Even the shortest line counts, so transcribe all the data exactly.
-- PROVIDED INFORMATION follows --
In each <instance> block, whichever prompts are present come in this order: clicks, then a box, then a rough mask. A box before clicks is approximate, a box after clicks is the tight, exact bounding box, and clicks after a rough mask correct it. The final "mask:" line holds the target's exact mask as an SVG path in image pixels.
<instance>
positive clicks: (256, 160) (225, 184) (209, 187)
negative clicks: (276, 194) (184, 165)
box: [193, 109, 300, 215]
-- PROVIDED INFORMATION concluded --
» SOLUTION BELOW:
In each <instance> block, whichever prompts are present come in this order: clicks, then a box, then a rough mask. A box before clicks is approximate, a box after clicks is the tight, exact bounding box, and clicks after a rough mask correct it. The final "mask:" line holds the target's exact mask as an SVG path in image pixels.
<instance>
positive clicks: (256, 160) (225, 184) (209, 187)
negative clicks: (276, 194) (184, 165)
box: [193, 109, 300, 215]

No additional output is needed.